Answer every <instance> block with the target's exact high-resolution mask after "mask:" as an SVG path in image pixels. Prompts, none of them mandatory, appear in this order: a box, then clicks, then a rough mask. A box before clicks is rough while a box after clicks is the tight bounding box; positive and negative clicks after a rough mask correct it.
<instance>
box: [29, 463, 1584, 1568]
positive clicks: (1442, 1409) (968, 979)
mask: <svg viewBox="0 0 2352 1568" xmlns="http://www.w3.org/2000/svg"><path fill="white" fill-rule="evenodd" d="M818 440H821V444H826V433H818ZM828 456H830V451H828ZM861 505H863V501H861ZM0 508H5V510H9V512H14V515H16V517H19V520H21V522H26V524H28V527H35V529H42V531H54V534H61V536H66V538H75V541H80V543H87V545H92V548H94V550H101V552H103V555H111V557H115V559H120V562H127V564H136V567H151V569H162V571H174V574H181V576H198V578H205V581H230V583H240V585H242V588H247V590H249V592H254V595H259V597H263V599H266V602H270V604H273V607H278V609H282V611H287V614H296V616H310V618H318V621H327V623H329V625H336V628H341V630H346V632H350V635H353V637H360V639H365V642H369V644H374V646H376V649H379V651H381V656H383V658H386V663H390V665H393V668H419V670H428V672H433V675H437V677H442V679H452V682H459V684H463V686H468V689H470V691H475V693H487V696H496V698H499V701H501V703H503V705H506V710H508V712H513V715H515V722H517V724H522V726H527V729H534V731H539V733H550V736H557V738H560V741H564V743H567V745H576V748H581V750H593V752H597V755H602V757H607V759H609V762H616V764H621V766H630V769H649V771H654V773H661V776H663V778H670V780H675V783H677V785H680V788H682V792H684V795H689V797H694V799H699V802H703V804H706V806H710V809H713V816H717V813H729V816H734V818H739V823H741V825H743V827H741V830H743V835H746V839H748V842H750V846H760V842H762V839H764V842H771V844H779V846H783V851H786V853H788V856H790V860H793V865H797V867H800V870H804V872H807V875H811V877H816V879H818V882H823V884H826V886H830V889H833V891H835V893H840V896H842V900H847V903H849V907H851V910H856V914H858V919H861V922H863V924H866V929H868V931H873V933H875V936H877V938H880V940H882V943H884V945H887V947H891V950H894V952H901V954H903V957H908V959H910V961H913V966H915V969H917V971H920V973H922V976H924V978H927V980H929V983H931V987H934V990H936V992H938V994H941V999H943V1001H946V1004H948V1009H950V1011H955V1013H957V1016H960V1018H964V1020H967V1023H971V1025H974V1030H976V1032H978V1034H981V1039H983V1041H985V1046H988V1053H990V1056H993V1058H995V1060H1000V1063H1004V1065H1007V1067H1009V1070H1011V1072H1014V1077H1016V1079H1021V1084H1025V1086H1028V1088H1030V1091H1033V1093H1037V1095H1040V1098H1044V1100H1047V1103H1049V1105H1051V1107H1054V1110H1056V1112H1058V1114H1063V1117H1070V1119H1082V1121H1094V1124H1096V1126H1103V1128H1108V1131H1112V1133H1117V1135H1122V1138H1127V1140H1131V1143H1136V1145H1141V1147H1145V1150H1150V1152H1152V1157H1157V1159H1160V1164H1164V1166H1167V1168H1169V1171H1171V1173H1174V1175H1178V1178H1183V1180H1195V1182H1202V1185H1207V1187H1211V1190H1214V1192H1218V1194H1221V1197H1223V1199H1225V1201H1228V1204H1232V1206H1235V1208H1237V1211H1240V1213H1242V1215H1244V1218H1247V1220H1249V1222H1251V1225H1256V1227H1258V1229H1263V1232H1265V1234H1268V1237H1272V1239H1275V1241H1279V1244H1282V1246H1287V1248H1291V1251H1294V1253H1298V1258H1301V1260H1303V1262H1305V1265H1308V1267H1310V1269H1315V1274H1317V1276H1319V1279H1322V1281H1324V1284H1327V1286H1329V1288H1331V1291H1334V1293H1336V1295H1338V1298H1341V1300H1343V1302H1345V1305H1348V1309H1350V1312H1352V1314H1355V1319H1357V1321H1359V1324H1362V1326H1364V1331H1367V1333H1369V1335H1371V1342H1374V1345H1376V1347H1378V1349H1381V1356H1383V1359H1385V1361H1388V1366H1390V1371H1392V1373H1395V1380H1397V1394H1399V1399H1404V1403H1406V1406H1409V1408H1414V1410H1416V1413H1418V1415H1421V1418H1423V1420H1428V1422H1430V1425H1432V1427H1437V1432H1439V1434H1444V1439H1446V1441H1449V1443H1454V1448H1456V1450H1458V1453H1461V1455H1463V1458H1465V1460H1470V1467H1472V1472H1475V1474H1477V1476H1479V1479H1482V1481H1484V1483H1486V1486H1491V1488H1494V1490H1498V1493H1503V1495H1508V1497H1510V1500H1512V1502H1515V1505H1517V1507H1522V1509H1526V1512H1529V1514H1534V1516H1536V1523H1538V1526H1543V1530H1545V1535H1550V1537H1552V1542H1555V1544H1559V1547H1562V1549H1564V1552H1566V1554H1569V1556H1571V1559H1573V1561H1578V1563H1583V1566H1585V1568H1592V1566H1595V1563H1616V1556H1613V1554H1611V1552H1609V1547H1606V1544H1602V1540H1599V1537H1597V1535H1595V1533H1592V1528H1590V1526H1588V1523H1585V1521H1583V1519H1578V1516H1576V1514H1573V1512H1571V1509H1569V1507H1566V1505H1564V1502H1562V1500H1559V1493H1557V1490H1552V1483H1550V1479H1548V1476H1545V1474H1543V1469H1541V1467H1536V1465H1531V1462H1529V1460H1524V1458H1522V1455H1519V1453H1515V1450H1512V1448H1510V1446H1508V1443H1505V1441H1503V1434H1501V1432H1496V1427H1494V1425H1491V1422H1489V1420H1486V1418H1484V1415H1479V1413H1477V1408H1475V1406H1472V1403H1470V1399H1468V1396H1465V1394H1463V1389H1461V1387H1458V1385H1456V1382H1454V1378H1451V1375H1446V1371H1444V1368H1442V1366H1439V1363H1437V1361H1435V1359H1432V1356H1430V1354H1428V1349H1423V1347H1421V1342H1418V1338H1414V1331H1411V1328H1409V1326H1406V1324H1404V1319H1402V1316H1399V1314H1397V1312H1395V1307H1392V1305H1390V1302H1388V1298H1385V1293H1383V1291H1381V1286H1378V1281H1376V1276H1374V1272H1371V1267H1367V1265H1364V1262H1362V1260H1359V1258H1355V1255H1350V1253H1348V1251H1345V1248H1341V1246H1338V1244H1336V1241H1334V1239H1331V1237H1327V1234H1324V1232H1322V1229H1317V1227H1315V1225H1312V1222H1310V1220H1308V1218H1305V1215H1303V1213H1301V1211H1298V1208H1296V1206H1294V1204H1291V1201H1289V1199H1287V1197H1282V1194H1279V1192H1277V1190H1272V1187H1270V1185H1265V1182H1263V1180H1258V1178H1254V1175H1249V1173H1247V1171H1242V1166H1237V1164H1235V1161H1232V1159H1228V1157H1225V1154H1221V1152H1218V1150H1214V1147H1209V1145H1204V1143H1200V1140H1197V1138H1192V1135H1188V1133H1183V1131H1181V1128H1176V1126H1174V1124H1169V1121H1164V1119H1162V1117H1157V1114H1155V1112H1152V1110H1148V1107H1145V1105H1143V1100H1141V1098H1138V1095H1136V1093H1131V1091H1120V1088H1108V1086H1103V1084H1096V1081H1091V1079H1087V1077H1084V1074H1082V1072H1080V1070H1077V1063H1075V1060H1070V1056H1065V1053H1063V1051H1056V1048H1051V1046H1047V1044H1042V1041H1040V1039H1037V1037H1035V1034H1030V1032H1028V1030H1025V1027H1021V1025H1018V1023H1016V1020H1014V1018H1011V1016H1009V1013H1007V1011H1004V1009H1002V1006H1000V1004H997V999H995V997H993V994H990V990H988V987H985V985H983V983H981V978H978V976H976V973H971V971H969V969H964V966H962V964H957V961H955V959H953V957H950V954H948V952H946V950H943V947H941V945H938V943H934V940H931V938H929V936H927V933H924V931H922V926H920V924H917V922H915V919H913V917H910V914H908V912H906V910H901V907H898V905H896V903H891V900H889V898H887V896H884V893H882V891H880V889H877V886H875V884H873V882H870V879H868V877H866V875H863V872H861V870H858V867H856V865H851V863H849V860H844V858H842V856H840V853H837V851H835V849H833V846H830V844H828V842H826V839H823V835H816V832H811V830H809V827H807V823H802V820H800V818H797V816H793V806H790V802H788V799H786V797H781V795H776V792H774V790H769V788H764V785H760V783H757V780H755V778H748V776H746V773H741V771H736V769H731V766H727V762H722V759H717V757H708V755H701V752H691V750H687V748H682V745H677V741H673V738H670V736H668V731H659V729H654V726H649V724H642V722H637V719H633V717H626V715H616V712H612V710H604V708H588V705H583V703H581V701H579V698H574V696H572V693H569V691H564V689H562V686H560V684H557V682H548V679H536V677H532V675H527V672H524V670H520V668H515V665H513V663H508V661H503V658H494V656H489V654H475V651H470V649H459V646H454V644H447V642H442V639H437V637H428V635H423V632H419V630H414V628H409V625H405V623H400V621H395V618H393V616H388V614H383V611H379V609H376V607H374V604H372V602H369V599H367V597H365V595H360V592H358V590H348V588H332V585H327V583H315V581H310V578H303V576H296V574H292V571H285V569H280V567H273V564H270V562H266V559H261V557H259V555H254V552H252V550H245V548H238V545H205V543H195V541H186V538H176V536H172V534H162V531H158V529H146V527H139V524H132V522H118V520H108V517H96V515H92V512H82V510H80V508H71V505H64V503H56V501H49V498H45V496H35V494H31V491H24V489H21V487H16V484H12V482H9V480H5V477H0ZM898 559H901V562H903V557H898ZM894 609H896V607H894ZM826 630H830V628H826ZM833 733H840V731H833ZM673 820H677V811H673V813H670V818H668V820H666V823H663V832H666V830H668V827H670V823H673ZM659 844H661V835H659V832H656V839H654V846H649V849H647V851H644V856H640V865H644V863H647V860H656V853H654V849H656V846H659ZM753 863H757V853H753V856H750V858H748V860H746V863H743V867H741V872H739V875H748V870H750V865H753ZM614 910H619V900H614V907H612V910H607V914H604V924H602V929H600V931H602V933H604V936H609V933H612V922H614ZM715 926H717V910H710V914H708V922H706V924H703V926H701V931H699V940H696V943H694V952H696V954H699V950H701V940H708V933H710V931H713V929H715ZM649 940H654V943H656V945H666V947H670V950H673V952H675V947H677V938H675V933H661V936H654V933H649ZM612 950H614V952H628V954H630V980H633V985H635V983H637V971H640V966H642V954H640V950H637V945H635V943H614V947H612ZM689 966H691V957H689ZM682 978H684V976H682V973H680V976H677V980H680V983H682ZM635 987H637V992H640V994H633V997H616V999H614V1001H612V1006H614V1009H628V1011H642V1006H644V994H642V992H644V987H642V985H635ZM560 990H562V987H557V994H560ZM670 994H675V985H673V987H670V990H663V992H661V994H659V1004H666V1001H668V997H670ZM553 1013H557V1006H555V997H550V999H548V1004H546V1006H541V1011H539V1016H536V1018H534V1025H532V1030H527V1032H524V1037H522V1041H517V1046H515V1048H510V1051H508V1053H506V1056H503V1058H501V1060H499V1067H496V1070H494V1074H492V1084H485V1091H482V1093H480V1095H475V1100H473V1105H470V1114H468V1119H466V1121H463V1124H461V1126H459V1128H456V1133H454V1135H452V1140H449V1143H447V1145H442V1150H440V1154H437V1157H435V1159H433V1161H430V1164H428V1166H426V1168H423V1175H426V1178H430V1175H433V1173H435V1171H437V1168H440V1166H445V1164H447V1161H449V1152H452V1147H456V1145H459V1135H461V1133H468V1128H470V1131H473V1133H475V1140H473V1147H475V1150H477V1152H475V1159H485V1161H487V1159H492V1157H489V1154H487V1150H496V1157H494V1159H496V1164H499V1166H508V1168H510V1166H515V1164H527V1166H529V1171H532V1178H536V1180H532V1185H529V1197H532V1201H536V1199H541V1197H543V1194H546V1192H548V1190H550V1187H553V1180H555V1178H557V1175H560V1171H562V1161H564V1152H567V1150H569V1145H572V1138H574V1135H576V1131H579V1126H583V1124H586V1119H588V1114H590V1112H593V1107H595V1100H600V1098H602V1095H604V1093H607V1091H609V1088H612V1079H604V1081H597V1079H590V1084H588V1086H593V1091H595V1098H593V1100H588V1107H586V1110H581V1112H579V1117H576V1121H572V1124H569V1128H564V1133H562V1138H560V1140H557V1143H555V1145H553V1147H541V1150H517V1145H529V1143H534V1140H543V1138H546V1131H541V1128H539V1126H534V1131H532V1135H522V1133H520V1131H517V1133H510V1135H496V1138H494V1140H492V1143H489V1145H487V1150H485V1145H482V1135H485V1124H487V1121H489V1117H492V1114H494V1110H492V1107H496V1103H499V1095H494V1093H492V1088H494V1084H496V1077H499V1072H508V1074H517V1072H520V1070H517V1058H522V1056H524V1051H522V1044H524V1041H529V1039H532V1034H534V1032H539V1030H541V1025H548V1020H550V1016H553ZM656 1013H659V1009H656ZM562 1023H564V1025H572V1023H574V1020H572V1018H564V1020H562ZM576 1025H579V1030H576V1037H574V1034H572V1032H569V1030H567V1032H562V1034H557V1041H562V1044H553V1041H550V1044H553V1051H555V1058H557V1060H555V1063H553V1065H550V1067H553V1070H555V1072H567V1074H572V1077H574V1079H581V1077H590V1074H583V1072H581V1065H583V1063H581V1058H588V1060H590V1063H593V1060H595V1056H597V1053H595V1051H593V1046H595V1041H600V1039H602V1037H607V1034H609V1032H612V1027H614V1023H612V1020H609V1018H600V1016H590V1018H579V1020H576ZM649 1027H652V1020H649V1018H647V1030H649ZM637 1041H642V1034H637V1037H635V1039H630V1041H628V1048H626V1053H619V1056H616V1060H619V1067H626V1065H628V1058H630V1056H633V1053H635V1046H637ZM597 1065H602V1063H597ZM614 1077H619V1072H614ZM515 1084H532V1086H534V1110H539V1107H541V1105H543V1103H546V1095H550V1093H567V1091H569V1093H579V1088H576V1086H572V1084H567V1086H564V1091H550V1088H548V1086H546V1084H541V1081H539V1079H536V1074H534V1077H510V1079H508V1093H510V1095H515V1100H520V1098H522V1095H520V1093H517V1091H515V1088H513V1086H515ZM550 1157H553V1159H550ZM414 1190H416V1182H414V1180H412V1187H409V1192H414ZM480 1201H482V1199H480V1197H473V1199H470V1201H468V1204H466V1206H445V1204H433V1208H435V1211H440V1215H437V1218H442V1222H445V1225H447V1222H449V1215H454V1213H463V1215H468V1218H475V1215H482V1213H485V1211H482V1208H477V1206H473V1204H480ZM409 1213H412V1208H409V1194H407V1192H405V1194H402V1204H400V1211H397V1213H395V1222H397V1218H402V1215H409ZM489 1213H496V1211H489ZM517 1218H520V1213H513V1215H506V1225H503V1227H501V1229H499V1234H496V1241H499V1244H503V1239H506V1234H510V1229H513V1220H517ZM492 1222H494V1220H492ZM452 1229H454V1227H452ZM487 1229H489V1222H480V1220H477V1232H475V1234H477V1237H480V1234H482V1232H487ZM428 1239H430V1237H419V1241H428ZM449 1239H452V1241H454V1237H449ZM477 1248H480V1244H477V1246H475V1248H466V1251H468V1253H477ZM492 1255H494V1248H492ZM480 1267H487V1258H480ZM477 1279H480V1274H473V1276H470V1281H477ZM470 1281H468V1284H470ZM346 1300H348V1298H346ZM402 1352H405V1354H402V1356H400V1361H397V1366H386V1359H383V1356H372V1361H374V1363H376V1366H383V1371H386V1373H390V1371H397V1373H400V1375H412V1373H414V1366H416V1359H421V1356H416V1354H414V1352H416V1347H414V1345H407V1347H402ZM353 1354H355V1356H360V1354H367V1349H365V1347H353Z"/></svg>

## Task description:
Print, unchanged, every line from the start of the records up to and including the line containing "positive clicks: (1442, 1409) (968, 979)".

## Written answer:
Answer every <instance> block with the target's exact high-resolution mask after "mask:" as an SVG path in image pixels. Prompts, none of them mandatory, appear in this order: a box, then clicks, then a rough mask. A box before clicks is rough while a box after clicks is the tight bounding box; positive and negative clicks after a rough mask correct it.
<instance>
box: [29, 463, 1584, 1568]
positive clicks: (1442, 1409) (968, 979)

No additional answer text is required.